## start Provided data

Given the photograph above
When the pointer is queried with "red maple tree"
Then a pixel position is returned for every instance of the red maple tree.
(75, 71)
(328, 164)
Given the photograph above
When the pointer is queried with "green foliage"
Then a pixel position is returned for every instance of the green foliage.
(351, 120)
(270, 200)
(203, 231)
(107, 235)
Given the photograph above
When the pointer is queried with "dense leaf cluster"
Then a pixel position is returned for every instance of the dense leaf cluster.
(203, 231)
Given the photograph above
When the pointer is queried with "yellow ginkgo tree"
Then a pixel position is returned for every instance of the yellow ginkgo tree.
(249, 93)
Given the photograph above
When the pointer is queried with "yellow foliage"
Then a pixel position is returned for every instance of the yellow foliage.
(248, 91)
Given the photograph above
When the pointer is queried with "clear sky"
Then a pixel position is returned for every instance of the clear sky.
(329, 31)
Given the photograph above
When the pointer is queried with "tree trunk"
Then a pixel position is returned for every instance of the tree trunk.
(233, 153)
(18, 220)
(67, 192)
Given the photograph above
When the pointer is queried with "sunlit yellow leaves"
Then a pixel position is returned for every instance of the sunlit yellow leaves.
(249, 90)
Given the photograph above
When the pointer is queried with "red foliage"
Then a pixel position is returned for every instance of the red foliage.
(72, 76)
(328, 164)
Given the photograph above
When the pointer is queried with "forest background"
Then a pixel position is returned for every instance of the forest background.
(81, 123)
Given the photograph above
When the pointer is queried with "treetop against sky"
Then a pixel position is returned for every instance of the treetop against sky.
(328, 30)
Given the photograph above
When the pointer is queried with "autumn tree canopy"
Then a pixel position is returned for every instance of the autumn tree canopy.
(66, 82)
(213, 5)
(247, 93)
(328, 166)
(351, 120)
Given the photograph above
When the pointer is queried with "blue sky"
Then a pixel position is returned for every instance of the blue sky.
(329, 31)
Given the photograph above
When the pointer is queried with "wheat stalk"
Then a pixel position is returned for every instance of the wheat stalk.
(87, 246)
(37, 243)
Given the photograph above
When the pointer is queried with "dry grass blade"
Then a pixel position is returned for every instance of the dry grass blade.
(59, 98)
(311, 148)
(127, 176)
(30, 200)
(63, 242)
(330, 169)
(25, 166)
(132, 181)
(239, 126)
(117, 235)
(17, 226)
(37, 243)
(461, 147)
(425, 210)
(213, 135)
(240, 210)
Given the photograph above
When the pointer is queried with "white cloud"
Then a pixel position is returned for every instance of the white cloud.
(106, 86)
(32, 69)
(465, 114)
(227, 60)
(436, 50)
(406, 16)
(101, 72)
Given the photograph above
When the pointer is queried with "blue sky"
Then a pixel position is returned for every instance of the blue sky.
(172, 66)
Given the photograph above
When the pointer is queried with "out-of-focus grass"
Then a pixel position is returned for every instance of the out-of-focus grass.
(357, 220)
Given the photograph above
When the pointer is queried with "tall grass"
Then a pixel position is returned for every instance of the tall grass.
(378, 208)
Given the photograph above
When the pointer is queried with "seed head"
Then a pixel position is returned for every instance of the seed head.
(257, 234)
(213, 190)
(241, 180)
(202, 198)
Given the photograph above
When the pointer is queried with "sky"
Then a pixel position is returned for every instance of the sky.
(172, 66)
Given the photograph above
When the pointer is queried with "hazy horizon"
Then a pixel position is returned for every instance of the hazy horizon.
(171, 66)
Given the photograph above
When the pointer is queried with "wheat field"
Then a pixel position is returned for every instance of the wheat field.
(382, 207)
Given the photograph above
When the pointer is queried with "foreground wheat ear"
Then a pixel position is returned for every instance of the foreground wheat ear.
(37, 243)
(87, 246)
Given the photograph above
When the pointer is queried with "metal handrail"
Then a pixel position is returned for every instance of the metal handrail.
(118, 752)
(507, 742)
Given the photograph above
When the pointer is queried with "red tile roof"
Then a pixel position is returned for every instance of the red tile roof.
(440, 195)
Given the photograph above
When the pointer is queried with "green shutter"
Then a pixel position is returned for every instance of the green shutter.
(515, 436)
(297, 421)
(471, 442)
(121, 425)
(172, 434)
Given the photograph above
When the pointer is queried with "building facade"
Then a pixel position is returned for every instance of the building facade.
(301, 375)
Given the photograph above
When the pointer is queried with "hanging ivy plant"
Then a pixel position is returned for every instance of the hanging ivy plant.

## end Provided data

■ **Objective**
Write out the entries in full, exactly as given.

■ **Expected answer**
Given the photograph above
When the pointer is queried with "red maple tree"
Then a pixel position is returned for every instance of the red maple tree.
(75, 71)
(328, 164)
Given the photograph above
When the pointer is queried with "green foliage"
Then a pixel position is returned for every instance of the green foliage.
(351, 120)
(270, 200)
(203, 231)
(107, 235)
Given the photograph above
When the pointer is queried with "dense leaf cluster"
Then a pixel position is returned for every instance of the dense leaf cluster.
(203, 231)
Given the photograph above
When the pointer is queried with "yellow ginkgo tree"
Then a pixel position is returned for every instance of the yellow ginkgo tree.
(249, 93)
Given the photograph above
When the pointer is queried with "yellow foliage"
Then a pixel position is returned for every instance of the yellow foliage.
(248, 91)
Given the photograph above
When the pointer is queried with "clear sky"
Then a pixel position is returned for every instance of the clear sky.
(329, 31)
Given the photograph above
When the pointer is queried with "tree trunk"
Then a pixel position is returned for every instance of the tree trunk.
(233, 153)
(18, 220)
(67, 192)
Given the photograph above
When the pointer is queried with "sunlit yellow leaves"
Then a pixel position is returned for every instance of the sunlit yellow leaves.
(249, 90)
Given the photograph above
When the pointer is queried with "red foliage"
Then a pixel position is returned for every instance of the red foliage.
(72, 76)
(328, 164)
Given the photograph above
When the pointer is queried with "forest background"
Then a pixel position is returned for every instance of the forest background.
(81, 123)
Given the photograph above
When the pointer is queried with "treetop against sky"
Then a pixel position is returned for every instance of the treetop against sky.
(328, 30)
Given the photograph above
When the pointer is queried with "autumn tree canopy"
Then a pixel position is returned for every instance of the autumn tree canopy.
(66, 82)
(213, 5)
(247, 93)
(328, 166)
(351, 120)
Given the photograph above
When the pointer is queried with "blue sky"
Then a pixel position is returned for every instance of the blue sky.
(329, 31)
Given the photograph above
When the pointer is queried with "wheat stalk"
Then a pixel position is returned for every instance of the wheat stalk.
(87, 246)
(37, 243)
Given the photograph above
When the pointer is queried with "dry grass blade"
Then a pixel position is returned for every instance of the dry grass blade.
(59, 98)
(311, 148)
(127, 176)
(30, 200)
(63, 242)
(330, 169)
(25, 166)
(132, 181)
(239, 126)
(117, 235)
(17, 226)
(37, 243)
(461, 147)
(425, 210)
(213, 135)
(240, 210)
Given the photograph above
When the pointer is queried with "white cloud"
Then a pixel position is returned for every instance of the white cloud.
(106, 86)
(32, 69)
(465, 114)
(227, 60)
(436, 50)
(406, 16)
(101, 72)
Given the photograph above
When the pointer is queried with "blue sky"
Then a pixel position is returned for every instance of the blue sky.
(172, 66)
Given the photograph above
When the pointer is queried with "out-of-focus grass"
Then a pixel position is returned for every instance of the out-of-focus grass.
(357, 220)
Given the photograph above
When the pointer is queried with "tall grass"
Then a pixel position is returned for every instance of the tall grass.
(378, 208)
Given the photograph above
When the pointer is queried with "seed head"
Then a pixel position is returned for every instance of the seed head.
(257, 234)
(213, 190)
(241, 180)
(202, 198)
Given the photograph above
When the pointer is queried with "sky"
Then a pixel position is returned for every instance of the sky.
(172, 66)
Given the photograph above
When the pointer is queried with "hazy horizon"
Then a pixel position is returned for every instance of the hazy horizon.
(171, 66)
Given the photograph above
When the pointer is queried with "wheat field"
Then a pixel position is returned for every instance of the wheat field.
(382, 207)
Given the photograph above
When the pointer is queried with "foreground wheat ear"
Then a pixel position is returned for every instance of the foreground wheat ear.
(37, 243)
(87, 246)
Given the photograph above
When the pointer is queried with "metal handrail"
Then a pixel position is returned for every instance of the metal handrail.
(118, 752)
(507, 742)
Given the photograph above
When the pointer is queried with "red tile roof"
Then a pixel position is returned for every instance of the red tile roof.
(440, 195)
Given the photograph above
When the pointer is queried with "green shutter"
Then a pixel position is returned for every instance of the green shutter.
(515, 436)
(297, 421)
(471, 442)
(121, 425)
(172, 434)
Given the photograph above
When the pointer is queried with "building facade"
Then a pixel position is returned for every instance of the building facade.
(301, 375)
Given the photograph above
When the pointer is queried with "hanging ivy plant"
Then a pixel position is returned for every instance of the hanging ivy plant.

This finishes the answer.